━━━ Provided entries ━━━

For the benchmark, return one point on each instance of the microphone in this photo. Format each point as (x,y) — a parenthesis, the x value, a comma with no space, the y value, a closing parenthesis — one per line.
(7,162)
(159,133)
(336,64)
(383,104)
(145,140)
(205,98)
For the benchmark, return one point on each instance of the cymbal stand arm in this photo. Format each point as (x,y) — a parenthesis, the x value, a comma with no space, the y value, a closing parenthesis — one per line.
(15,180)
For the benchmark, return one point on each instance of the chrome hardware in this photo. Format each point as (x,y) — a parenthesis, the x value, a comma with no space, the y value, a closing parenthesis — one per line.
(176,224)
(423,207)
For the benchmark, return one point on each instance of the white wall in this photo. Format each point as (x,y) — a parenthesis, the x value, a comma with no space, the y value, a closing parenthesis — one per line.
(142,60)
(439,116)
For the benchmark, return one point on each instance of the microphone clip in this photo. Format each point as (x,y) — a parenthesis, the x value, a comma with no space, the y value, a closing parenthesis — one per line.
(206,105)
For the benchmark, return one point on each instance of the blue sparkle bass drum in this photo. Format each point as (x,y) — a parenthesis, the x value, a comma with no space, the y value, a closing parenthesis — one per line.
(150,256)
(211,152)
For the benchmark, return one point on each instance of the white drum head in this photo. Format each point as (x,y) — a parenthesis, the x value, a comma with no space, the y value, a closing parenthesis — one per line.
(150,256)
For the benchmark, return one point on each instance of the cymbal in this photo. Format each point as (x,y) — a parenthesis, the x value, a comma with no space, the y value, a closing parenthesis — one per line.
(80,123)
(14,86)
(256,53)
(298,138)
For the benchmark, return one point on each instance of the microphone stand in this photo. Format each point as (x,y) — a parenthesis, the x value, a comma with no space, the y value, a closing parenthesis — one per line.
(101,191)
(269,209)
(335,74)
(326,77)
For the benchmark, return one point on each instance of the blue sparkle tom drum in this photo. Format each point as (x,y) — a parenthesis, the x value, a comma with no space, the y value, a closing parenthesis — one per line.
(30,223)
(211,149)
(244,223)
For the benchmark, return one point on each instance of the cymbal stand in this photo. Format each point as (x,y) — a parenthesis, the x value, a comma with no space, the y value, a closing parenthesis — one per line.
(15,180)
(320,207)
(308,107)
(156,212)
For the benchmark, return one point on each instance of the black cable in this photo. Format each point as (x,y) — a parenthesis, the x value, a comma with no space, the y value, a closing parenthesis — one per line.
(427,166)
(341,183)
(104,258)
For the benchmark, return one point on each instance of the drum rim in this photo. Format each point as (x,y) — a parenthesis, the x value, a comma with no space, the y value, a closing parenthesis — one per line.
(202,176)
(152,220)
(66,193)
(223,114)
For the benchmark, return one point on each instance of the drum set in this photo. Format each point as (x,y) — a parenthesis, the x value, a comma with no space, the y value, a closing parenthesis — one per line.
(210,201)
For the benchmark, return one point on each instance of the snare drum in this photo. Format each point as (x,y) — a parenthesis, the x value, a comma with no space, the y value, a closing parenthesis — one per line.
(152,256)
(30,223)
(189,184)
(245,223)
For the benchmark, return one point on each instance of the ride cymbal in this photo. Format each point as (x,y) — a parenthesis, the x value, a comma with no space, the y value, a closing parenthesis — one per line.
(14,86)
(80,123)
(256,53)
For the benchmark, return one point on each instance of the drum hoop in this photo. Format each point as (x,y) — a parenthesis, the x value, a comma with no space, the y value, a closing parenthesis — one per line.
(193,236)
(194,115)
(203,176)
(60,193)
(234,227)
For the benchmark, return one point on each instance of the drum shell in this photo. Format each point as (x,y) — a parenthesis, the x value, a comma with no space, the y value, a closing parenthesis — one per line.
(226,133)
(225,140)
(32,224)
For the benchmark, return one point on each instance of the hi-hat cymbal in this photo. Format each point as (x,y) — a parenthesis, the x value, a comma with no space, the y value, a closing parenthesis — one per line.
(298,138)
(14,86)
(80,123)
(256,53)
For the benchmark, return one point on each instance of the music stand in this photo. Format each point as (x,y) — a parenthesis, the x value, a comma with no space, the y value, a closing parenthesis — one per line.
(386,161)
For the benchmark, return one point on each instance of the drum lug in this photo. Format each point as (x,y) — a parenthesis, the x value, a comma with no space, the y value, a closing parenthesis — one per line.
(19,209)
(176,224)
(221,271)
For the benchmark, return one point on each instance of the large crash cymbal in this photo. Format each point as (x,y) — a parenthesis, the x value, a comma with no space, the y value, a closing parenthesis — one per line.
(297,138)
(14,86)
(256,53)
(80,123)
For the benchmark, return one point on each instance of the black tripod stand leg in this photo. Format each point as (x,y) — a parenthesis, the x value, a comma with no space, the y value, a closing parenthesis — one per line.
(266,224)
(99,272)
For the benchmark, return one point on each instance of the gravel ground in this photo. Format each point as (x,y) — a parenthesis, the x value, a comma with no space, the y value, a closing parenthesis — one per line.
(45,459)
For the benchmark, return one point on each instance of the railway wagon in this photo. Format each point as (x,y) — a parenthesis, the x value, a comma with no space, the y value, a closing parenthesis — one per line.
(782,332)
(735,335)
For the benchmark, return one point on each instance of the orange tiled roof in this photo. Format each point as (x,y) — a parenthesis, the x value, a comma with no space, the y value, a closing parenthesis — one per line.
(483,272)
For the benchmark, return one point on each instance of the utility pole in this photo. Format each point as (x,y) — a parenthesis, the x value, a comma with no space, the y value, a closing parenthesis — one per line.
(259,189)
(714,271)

━━━

**Required work**
Please format the listing, starting at the line that contains "of the railway" and ending at the end of the listing, as a two-column CSV with the header row input,output. Give one row per item: put its wording under input and its answer under output, with each field in double quotes and line breaks replaced by spaces.

**Response for this exercise**
input,output
"For the benchmark, return one point on each instance of the railway wagon in this photo. Format each point as (x,y) — a parenthesis, the x value, a comma with no space, the y value, a closing parenthesis — one per line.","(782,332) (735,335)"
"For the benchmark, return one point on each instance of the orange tiled roof in this photo. Format each point as (x,y) — a parenthesis, the x value, a comma with no space, the y value, a closing parenthesis — one per line.","(483,272)"
"For the benchmark, return one point on each instance of the utility pole in this photo. Format each point as (x,y) — a parenthesis, the x value, a comma with no space, the y value, a closing parenthesis — one per line.","(259,189) (714,271)"